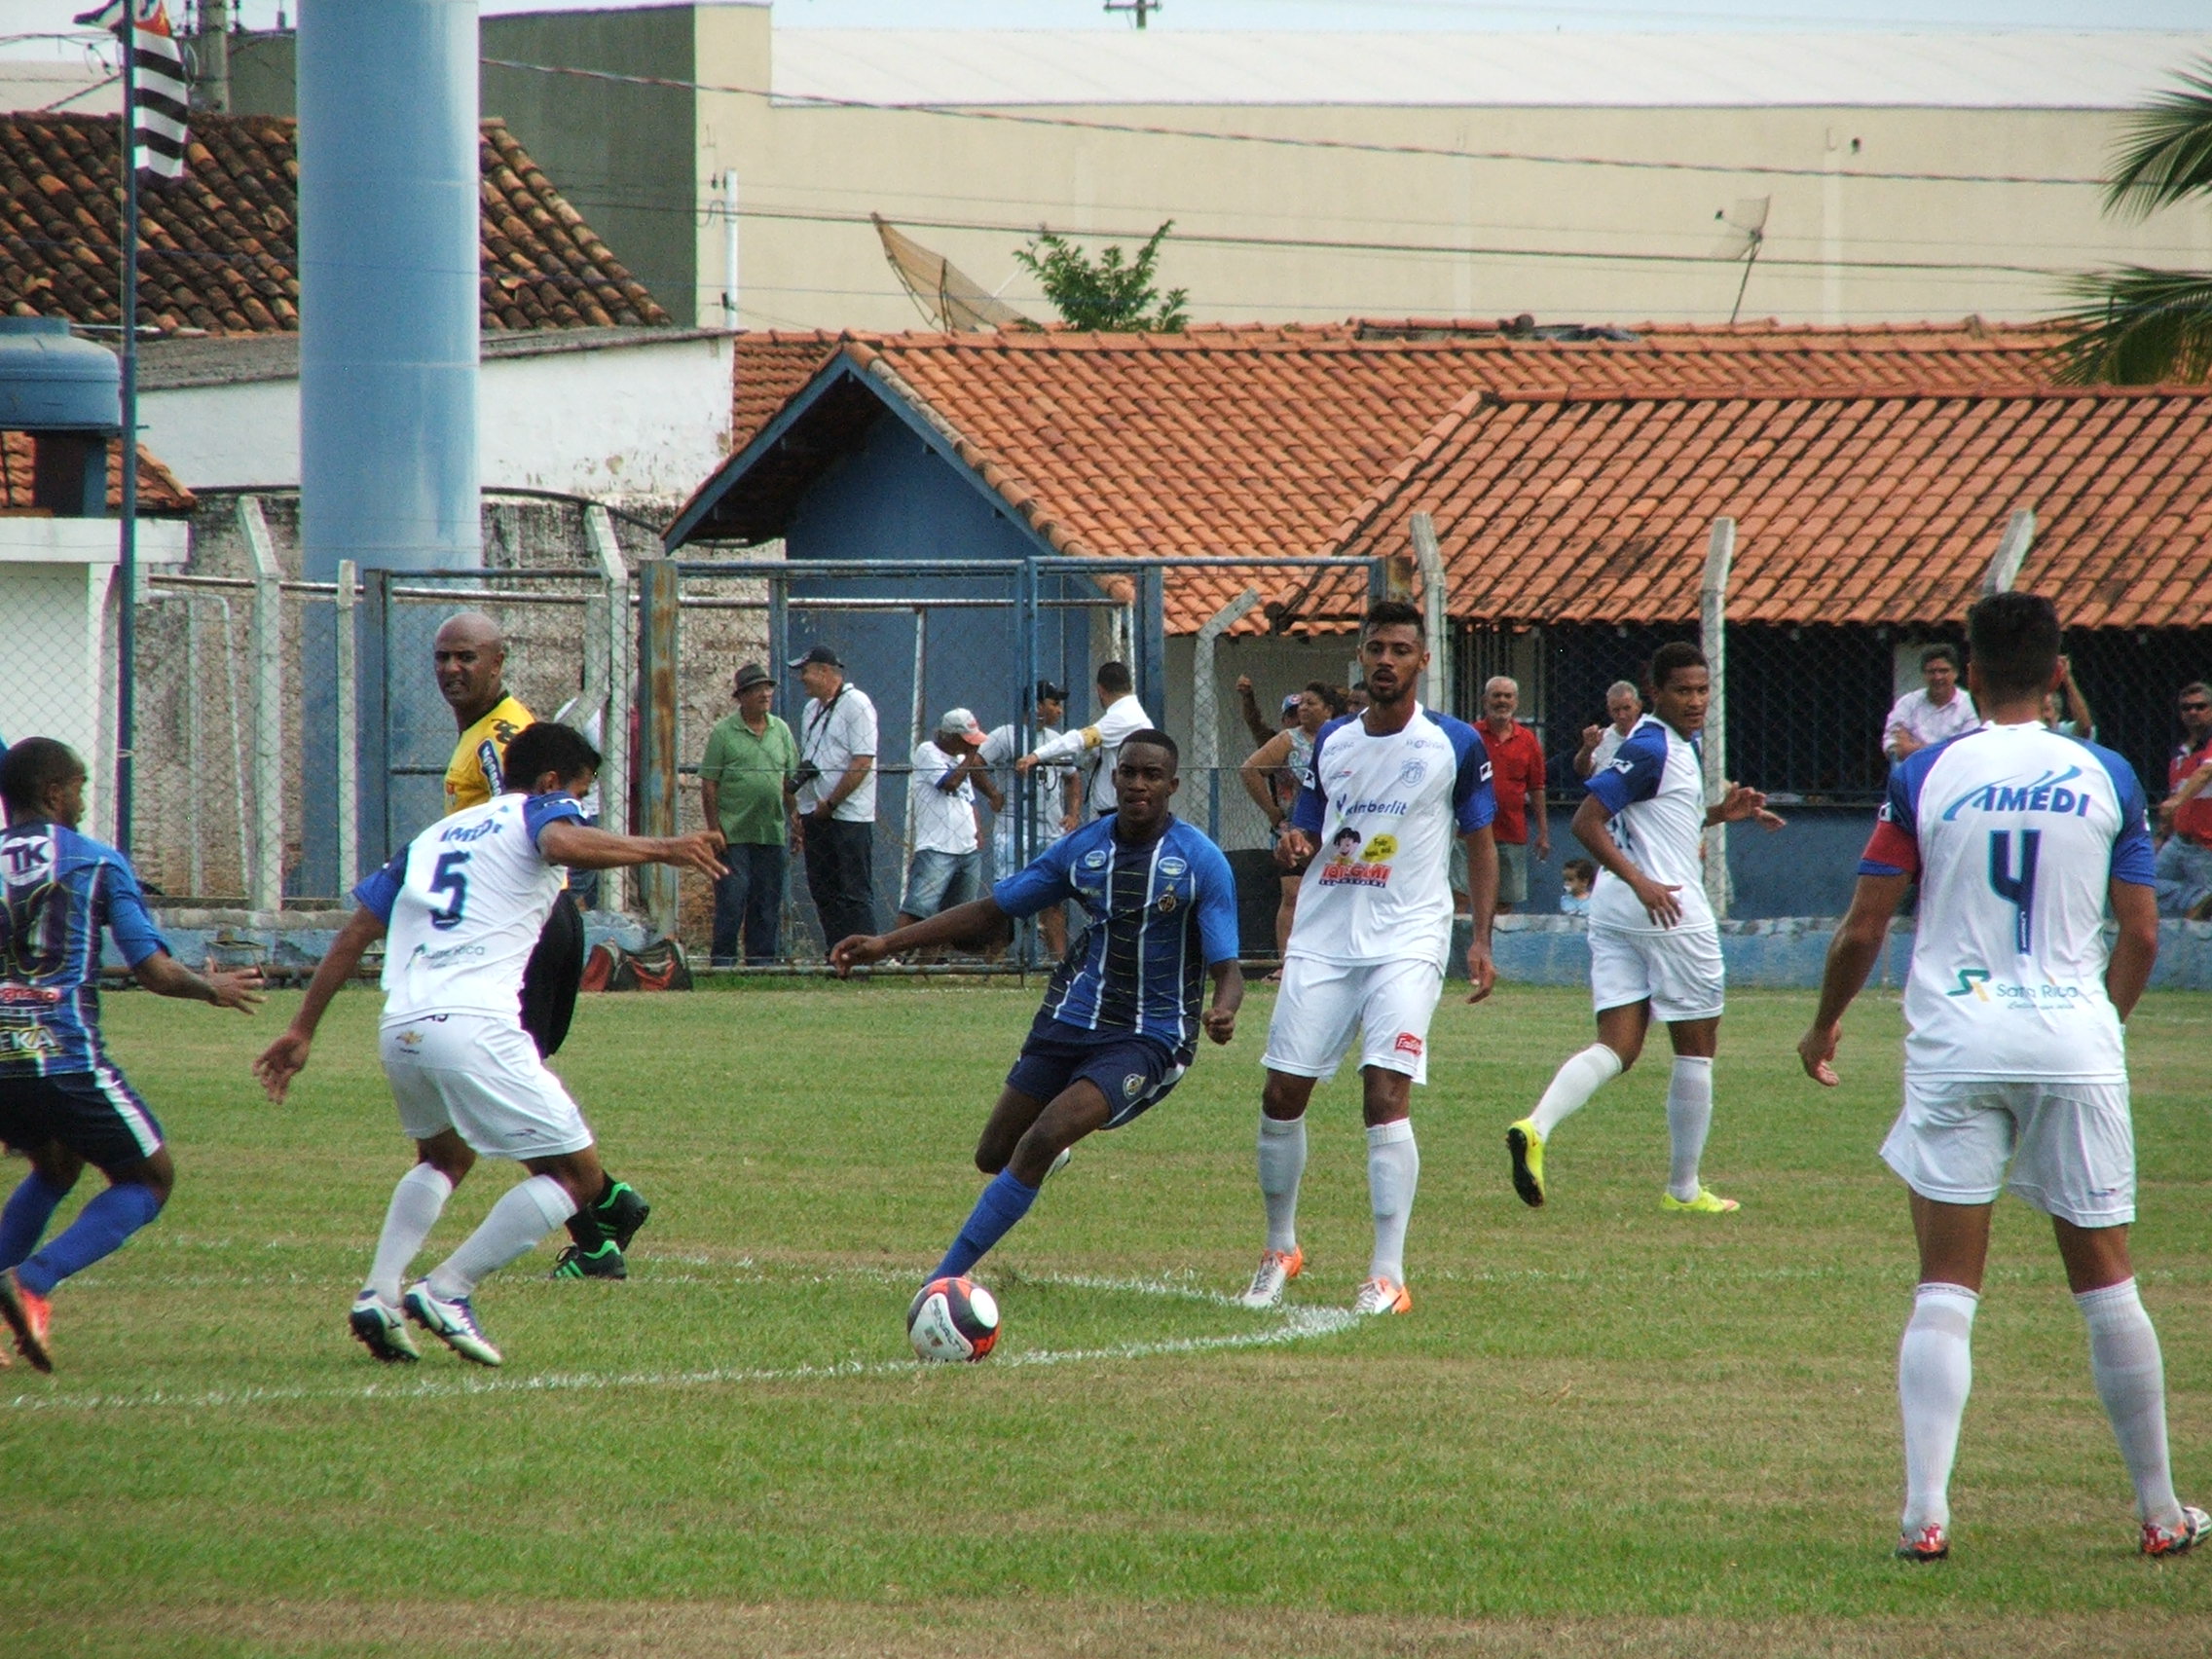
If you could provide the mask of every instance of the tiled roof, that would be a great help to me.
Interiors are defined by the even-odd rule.
[[[196,112],[185,176],[140,198],[144,326],[247,334],[300,325],[295,123]],[[479,148],[483,325],[665,323],[498,122]],[[0,116],[0,305],[121,319],[121,187],[112,116]]]
[[[1955,617],[2015,507],[2015,585],[2070,626],[2212,623],[2212,391],[1679,397],[1477,393],[1332,552],[1408,545],[1425,511],[1455,617],[1687,621],[1713,520],[1736,521],[1732,621]]]
[[[33,459],[30,433],[0,432],[0,511],[31,510]],[[122,450],[121,446],[110,444],[107,450],[108,511],[118,511],[122,505]],[[188,513],[193,505],[192,492],[179,484],[176,474],[156,461],[141,444],[138,449],[138,510],[148,515]]]
[[[2048,384],[2047,332],[1974,319],[1660,324],[1594,339],[1561,332],[1355,319],[1161,336],[744,334],[734,352],[733,448],[843,353],[920,405],[961,459],[1062,552],[1312,556],[1348,534],[1363,498],[1438,417],[1485,390],[1763,395]],[[794,487],[793,476],[780,473],[777,488]],[[1247,580],[1263,598],[1303,585],[1282,571],[1188,572],[1170,584],[1168,626],[1195,629]],[[1314,614],[1310,604],[1300,608]]]

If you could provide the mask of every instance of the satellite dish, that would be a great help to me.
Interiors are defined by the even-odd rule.
[[[986,292],[980,282],[943,254],[904,235],[882,214],[870,213],[868,218],[882,240],[883,257],[899,274],[907,295],[924,316],[947,334],[1037,326],[998,295]],[[1003,288],[1006,284],[999,285]]]
[[[1759,249],[1766,245],[1767,209],[1773,205],[1771,196],[1739,196],[1733,207],[1713,215],[1722,230],[1711,257],[1744,262],[1744,279],[1736,284],[1736,303],[1728,310],[1731,323],[1744,309],[1744,290],[1751,285],[1751,267],[1758,263]]]

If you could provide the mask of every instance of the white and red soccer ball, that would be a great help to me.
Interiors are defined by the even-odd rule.
[[[906,1309],[906,1340],[916,1359],[981,1359],[999,1340],[998,1299],[973,1279],[932,1279]]]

_ _ _ _ _

-- TASK GOAL --
No pictures belong in the copy. Transcribe every entry exactly.

-- SOLUTION --
If you could provide the mask of every instance of the tiled roof, that would be a great help to me.
Interiors are defined by the even-odd rule.
[[[196,112],[185,176],[140,198],[144,326],[247,334],[300,325],[295,123]],[[479,148],[483,325],[665,323],[498,122]],[[0,116],[0,305],[121,319],[121,187],[112,116]]]
[[[1955,617],[2015,507],[2015,585],[2070,626],[2212,623],[2212,391],[1679,397],[1477,393],[1332,552],[1408,545],[1425,511],[1455,617],[1687,621],[1713,520],[1736,521],[1732,621]]]
[[[33,459],[30,433],[0,432],[0,511],[31,510]],[[122,450],[121,446],[110,444],[107,450],[108,511],[118,511],[122,505]],[[188,513],[193,505],[192,492],[179,484],[176,474],[156,461],[141,444],[138,449],[138,510],[148,515]]]
[[[2048,384],[2047,332],[1974,319],[1660,324],[1594,339],[1561,332],[1355,319],[1161,336],[744,334],[734,352],[733,448],[843,353],[920,405],[961,459],[1062,552],[1312,556],[1348,534],[1363,498],[1438,417],[1485,390],[1763,395]],[[794,487],[793,476],[780,473],[777,488]],[[1247,580],[1263,598],[1303,585],[1282,571],[1188,572],[1170,584],[1168,626],[1195,629]],[[1314,614],[1310,604],[1300,608]]]

If you could provide the mask of every instance of the satellite dish, that would be a great help to me.
Interiors are defined by the even-odd rule.
[[[986,292],[980,282],[943,254],[904,235],[882,214],[870,213],[868,218],[882,240],[883,257],[899,274],[907,295],[924,316],[947,334],[1037,326],[998,295]],[[1003,288],[1006,284],[999,285]]]
[[[1759,249],[1766,245],[1767,209],[1773,205],[1771,196],[1739,196],[1733,207],[1713,215],[1722,230],[1711,257],[1744,262],[1744,279],[1736,284],[1736,303],[1728,310],[1731,323],[1744,309],[1744,290],[1751,285],[1751,267],[1758,263]]]

If you could provide the mask of every instance of the white and red soccer ball, that would be a great help to me.
Interiors are defined by the even-odd rule.
[[[906,1309],[906,1340],[916,1359],[981,1359],[999,1340],[998,1299],[973,1279],[932,1279]]]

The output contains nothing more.